Ceux qui ont écrit sur les affects et de la façon de vivre des êtres humaines semblent, pour la plupart, faire comme s’il s’agissait non pas de choses naturelles qui suivent les lois communes de la nature, mais de choses qui sont en dehors de la nature. Plus encore, ils semblent concevoir l’être humain dans la nature comme un empire dans un empire. Car ils croient que l’être humain perturbe l’ordre de la nature plus qu’il ne le suit, qu’il a sur ses actions une puissance absolue et qu’il n’est déterminé que par lui-même. Ensuite, au lieu d’attribuer à la puissance commune de la nature la cause de l’impuissance et de l’inconstance humaines, ils l’attribuent à je ne sais quel vice de la nature humaine, et se mettent donc à en pleurer, à en rire, à la mépriser ou, cas le plus fréquent, à la maudire: qui sait reprendre avec le plus d’éloquence ou de subtilité l’impuissance de la mens humaine est tenu pour quasiment divin. Les êtres humains éminents n’ont pourtant pas manqué (et nous devons beaucoup, nous l’avouons, à leur labeur et à leur application) qui ont écrit beaucoup d’excellentes choses sur la règle du bien vivre et donné aux mortels des avis remplis de prudence; mais la nature et la force des affects, et ce que la mens peut en sens contraire pour les gouverner, personne, que je sache, ne l’a déterminé. Il y a bien, je le sais, le très célèbre Descartes : il a eu beau croire, lui aussi, que la mens a sur ses actions une puissance absolue, il a pourtant essayé d’expliquer par leurs causes premières les affects humains, et de montrer en même temps par quelle voie la mens peut avoir sur les affects un empire absolu. Mais, à mon avis de moins, il n’a rien montré que sa grande ingéniosité, comme je le démontrerai en son lieu. Car je veux en venir à ceux qui aiment mieux maudire les affects des humains et leurs actions, ou en rire, plutôt que les comprendre. Il leur paraîtra sans aucun doute étrange que j’entreprenne de traiter à la manière des géomètres des vices des humains et leurs inepties, et que je veuille démontrer avec l’exactitude de la raison ce qui, à en croire leurs clameurs, répugne à la raison et n’est que vain amas d’absurdités et d’horreurs.

__CONSIGNE__: Prolongez le texte sur les affects humains en partant de sa dernière phrase. Le matériel qui suit est sans rapport avec ce texte sur les affects humains.

__DONNÉES EXTRAITES__:
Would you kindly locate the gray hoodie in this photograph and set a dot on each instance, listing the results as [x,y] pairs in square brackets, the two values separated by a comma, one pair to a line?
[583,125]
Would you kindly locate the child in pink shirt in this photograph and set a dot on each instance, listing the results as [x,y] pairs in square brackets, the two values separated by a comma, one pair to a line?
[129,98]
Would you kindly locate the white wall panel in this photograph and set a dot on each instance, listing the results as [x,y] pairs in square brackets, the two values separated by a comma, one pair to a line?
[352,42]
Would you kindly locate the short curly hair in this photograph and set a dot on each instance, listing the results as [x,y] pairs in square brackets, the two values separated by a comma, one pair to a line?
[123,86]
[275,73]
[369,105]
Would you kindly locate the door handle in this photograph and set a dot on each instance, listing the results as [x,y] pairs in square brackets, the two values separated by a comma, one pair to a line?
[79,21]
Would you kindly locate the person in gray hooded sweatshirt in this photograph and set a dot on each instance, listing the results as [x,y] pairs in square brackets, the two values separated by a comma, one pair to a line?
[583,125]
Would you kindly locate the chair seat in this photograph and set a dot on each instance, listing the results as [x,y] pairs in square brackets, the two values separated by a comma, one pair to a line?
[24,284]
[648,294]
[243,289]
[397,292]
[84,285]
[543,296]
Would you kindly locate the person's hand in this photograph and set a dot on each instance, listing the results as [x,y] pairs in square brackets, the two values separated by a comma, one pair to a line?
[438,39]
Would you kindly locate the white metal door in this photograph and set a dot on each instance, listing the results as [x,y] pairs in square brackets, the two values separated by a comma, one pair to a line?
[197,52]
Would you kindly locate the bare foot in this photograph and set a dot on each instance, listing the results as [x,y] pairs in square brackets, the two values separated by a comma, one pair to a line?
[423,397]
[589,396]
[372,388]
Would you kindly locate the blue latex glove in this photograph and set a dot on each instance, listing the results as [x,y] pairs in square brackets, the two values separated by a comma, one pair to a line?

__RÉPONSE ATTENDUE__:
Mais voici mon explication. Rien ne se produit dans la nature qu’on puisse attribuer à un vice de sa part; car la nature est toujours la même, sa vertu et sa puissance d’agir sont partout une seule et même chose, ce qui revient à dire: les lois et règles de la nature, selon lesquelles tout se produit et passe d’une forme à l’autre, sont partout et toujours les mêmes, et ainsi il doit y avoir également une seule et même méthode pour comprendre la nature de n’importe quelle chose, à savoir par les lois et règles universelles de la nature. C’est pourquoi les affects de haine, de colère, d’envie, etc., considérés en eux-mêmes, suivent de la même vertu et nécessité de la nature que le reste des choses singulières ; et partant ils connaissent des causes précises, par lesquelles on les comprend, et ils ont des propriétés précises, aussi dignes de notre connaissance que les propriétés de n’importe quelle autre chose, dont la représentation suffit à nous donner du plaisir. Je vais par conséquent traiter de la nature et des forces des affects, comme de la puissance que la mens a sur eux, selon la même méthode dont j’ai usé dans les les parties précédentes à propos de la substance-dieu et de la mens, et je considérerai les actions des humains et leurs appétits comme s’il était question de lignes, de surfaces ou de corps.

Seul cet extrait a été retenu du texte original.